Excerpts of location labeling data
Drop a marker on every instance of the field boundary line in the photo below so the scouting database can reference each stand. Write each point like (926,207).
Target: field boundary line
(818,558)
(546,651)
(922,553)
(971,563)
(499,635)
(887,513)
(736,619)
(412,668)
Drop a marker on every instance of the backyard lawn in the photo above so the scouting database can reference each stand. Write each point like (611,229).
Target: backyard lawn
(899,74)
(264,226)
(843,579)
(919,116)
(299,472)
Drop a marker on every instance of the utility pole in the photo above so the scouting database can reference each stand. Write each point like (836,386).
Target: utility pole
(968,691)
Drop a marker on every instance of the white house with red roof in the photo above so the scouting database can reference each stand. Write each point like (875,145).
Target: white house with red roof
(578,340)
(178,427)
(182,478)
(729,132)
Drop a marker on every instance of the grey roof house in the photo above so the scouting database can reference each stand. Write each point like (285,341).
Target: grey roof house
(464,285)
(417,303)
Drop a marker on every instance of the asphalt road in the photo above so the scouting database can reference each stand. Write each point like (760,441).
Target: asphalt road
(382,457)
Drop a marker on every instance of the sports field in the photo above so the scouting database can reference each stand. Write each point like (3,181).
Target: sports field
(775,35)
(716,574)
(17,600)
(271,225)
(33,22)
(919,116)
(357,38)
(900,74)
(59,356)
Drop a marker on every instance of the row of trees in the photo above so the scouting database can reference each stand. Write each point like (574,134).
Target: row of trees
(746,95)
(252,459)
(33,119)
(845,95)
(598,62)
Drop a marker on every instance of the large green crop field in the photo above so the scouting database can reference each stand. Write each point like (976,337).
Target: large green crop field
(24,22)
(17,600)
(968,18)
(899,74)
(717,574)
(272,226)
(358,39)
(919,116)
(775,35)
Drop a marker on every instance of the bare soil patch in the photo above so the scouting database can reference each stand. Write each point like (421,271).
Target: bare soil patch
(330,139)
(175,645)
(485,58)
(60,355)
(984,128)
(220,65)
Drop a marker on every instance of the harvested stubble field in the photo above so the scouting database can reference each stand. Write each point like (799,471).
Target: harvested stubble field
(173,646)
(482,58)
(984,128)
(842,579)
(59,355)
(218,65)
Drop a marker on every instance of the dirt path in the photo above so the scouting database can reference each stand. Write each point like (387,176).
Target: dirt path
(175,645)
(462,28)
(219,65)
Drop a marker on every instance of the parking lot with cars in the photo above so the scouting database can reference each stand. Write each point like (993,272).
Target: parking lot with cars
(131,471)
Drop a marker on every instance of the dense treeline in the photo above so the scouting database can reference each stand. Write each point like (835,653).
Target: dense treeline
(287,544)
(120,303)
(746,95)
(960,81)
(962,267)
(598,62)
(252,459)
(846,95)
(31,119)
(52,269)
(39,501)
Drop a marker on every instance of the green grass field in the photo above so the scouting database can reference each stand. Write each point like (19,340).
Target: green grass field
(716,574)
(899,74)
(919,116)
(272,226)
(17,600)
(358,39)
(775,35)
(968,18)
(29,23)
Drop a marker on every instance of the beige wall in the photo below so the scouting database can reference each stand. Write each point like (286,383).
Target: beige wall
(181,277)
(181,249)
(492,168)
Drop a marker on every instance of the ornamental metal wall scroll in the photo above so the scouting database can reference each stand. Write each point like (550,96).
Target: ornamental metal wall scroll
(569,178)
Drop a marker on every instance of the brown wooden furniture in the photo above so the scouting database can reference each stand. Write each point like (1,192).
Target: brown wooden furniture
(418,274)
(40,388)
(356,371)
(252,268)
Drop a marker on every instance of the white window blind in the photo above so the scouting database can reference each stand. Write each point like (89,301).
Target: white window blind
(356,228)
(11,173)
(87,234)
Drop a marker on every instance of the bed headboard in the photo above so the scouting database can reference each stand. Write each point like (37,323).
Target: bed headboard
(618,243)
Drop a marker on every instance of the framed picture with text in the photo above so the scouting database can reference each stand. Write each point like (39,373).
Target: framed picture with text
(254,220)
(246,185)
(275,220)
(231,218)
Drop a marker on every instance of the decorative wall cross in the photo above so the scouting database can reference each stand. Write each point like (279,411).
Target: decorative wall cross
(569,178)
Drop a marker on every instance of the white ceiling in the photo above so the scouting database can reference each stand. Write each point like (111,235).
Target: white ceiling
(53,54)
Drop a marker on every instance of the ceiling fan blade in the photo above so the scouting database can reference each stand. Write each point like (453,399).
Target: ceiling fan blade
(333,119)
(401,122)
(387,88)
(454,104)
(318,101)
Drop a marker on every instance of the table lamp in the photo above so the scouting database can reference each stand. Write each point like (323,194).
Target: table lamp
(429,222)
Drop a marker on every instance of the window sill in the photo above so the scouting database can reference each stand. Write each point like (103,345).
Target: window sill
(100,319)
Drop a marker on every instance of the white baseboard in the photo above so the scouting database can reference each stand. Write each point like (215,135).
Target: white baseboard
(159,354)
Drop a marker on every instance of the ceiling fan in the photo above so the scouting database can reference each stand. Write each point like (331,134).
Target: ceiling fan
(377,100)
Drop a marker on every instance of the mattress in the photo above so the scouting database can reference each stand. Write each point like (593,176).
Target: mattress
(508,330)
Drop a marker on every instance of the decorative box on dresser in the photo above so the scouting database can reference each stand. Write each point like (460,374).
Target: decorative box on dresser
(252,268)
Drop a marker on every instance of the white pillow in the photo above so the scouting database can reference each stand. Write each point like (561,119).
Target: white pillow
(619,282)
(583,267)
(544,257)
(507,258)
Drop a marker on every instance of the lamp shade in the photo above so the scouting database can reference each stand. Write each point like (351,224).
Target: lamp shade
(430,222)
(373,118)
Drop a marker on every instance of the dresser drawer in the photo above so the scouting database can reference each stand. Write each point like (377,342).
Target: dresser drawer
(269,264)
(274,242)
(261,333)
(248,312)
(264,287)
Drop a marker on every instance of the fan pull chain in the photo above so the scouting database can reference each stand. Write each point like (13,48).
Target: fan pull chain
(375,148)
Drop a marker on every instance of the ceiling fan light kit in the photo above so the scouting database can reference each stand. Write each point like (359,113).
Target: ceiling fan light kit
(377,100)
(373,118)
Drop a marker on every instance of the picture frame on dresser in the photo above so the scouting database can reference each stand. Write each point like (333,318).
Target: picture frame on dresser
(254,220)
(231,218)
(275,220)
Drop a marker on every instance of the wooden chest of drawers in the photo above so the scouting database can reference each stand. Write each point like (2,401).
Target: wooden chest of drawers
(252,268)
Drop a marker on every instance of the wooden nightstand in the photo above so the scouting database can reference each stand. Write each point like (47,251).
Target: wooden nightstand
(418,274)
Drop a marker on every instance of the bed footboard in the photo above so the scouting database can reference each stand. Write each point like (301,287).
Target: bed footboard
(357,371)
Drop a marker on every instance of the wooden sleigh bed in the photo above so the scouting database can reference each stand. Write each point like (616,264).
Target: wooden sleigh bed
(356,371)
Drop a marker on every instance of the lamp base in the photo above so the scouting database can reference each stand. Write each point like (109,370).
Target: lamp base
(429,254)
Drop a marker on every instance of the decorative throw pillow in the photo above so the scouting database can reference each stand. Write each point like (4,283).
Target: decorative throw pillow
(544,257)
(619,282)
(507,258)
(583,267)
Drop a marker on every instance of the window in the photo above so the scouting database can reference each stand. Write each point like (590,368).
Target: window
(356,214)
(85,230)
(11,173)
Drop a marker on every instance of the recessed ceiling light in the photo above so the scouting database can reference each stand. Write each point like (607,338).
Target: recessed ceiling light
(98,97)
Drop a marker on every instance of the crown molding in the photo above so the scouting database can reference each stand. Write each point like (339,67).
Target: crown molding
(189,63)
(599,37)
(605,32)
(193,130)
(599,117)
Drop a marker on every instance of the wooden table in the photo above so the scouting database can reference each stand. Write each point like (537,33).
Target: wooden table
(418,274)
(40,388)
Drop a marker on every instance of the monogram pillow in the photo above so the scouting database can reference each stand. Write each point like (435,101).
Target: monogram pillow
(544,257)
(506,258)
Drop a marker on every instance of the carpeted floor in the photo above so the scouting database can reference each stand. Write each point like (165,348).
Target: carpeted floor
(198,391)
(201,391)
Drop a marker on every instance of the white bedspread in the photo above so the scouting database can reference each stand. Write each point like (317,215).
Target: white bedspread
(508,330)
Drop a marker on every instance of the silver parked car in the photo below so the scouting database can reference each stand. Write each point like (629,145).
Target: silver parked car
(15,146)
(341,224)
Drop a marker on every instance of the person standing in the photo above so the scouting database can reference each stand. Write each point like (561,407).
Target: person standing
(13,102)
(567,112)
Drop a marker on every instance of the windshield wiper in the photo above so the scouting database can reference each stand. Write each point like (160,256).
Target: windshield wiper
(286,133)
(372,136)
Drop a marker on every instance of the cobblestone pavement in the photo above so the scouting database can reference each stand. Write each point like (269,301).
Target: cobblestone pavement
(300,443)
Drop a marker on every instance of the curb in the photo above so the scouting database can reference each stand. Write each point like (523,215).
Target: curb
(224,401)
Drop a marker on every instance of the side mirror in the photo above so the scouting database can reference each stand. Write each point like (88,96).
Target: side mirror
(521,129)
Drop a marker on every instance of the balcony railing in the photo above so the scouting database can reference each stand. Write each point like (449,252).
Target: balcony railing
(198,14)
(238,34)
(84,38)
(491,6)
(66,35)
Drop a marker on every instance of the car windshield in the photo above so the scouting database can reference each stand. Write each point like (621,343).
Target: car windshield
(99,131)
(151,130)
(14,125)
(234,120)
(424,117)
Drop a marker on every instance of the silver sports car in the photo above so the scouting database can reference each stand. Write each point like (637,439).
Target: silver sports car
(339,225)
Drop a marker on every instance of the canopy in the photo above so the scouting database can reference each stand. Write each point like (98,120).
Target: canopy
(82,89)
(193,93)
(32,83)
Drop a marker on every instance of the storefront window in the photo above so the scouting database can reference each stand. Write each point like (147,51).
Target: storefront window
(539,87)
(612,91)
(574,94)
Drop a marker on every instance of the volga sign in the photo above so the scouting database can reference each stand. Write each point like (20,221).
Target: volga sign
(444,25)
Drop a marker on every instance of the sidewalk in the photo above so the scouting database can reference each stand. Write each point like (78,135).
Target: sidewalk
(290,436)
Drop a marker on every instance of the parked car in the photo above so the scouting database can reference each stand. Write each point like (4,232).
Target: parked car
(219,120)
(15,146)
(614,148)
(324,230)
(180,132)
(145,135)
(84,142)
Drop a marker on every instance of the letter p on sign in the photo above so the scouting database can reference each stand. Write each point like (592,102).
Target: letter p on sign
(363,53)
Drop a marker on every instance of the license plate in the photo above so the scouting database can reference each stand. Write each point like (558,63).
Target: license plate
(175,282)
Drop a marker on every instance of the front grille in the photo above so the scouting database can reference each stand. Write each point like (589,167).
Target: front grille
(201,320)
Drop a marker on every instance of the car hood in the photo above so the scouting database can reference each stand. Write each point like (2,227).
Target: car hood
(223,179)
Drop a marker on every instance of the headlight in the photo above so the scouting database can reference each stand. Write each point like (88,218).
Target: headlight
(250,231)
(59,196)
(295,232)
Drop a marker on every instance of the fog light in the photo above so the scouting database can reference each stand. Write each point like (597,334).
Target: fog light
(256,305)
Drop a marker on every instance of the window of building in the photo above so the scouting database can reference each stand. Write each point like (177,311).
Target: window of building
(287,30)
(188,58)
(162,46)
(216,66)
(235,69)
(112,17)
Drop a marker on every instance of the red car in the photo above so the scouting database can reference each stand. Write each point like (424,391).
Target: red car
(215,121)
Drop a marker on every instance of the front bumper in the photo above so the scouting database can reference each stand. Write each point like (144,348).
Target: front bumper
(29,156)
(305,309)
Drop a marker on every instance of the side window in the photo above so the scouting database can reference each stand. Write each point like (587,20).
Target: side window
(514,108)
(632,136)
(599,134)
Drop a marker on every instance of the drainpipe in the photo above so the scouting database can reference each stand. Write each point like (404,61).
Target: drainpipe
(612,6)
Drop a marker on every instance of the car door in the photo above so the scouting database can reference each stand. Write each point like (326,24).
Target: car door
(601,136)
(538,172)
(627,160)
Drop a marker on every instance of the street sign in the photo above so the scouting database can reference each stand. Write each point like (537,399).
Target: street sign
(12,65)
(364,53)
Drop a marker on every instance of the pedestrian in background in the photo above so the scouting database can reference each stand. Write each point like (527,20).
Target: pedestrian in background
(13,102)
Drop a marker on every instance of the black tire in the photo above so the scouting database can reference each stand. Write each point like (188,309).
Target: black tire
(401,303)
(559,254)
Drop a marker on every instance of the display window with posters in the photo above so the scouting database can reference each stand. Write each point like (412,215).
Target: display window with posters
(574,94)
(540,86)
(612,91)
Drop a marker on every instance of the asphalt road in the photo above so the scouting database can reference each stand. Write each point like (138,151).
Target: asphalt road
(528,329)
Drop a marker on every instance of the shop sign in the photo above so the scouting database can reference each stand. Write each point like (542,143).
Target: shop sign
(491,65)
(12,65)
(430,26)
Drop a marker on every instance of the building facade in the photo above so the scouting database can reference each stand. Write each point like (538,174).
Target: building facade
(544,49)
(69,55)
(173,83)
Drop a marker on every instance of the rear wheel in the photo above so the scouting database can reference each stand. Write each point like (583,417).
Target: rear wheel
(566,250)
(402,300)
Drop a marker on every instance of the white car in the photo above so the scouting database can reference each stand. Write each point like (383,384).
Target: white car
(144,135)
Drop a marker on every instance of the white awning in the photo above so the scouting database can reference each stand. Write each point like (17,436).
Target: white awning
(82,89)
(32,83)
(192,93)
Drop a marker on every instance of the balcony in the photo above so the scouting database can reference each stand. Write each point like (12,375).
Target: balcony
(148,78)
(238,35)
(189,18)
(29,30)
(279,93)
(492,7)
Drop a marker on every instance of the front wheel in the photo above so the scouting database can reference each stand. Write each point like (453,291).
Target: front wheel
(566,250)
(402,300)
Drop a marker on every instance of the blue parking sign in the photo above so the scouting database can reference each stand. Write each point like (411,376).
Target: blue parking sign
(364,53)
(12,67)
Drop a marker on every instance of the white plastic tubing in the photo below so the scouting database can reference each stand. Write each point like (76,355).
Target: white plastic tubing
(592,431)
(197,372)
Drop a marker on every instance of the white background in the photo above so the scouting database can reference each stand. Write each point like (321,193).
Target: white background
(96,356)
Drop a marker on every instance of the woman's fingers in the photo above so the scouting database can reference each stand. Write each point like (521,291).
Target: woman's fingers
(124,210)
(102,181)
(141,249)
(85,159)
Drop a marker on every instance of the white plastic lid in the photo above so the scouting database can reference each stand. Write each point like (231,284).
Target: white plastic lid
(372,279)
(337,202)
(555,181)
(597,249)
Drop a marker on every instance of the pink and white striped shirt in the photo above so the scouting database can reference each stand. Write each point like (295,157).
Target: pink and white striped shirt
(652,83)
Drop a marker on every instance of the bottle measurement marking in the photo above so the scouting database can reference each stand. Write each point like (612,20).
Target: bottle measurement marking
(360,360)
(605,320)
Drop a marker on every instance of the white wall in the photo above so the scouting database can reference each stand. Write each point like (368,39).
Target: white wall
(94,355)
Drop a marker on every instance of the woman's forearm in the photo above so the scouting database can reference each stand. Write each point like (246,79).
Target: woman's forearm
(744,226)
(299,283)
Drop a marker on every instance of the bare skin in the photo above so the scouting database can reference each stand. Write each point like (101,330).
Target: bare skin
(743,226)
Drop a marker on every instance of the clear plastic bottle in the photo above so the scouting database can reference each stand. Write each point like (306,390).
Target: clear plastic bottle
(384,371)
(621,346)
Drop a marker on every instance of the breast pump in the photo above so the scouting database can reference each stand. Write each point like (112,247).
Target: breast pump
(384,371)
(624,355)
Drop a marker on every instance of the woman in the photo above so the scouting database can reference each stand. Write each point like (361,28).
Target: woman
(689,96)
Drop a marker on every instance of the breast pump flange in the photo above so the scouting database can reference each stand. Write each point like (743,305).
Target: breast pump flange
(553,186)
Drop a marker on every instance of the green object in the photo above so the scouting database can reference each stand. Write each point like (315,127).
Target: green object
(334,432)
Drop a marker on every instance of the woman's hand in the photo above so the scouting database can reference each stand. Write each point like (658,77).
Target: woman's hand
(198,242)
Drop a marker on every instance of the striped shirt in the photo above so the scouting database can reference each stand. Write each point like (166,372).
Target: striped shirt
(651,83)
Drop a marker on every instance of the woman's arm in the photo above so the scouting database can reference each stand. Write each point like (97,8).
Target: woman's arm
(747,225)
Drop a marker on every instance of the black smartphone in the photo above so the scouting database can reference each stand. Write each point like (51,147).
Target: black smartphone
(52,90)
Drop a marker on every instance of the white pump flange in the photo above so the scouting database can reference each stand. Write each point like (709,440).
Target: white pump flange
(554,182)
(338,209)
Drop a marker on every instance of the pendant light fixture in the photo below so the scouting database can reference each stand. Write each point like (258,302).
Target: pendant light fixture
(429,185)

» TASK INSTRUCTIONS: Find the line with "Drop a marker on every instance of the black smartphone" in the listing above, then write out that line and each remaining line exactly, with no other text.

» SOLUTION BELOW:
Drop a marker on every instance of the black smartphone in the photo above so the scouting database can reference each stand. Write each point like (51,147).
Target: black smartphone
(52,90)
Drop a marker on every instance of the white pump flange in the photo above so the scouting database can reference each stand. Write each point like (709,440).
Target: white pump flange
(554,182)
(338,209)
Drop a marker on every instance of the pendant light fixture in the photo below so the scouting database can reference each stand. Write each point like (258,302).
Target: pendant light fixture
(429,185)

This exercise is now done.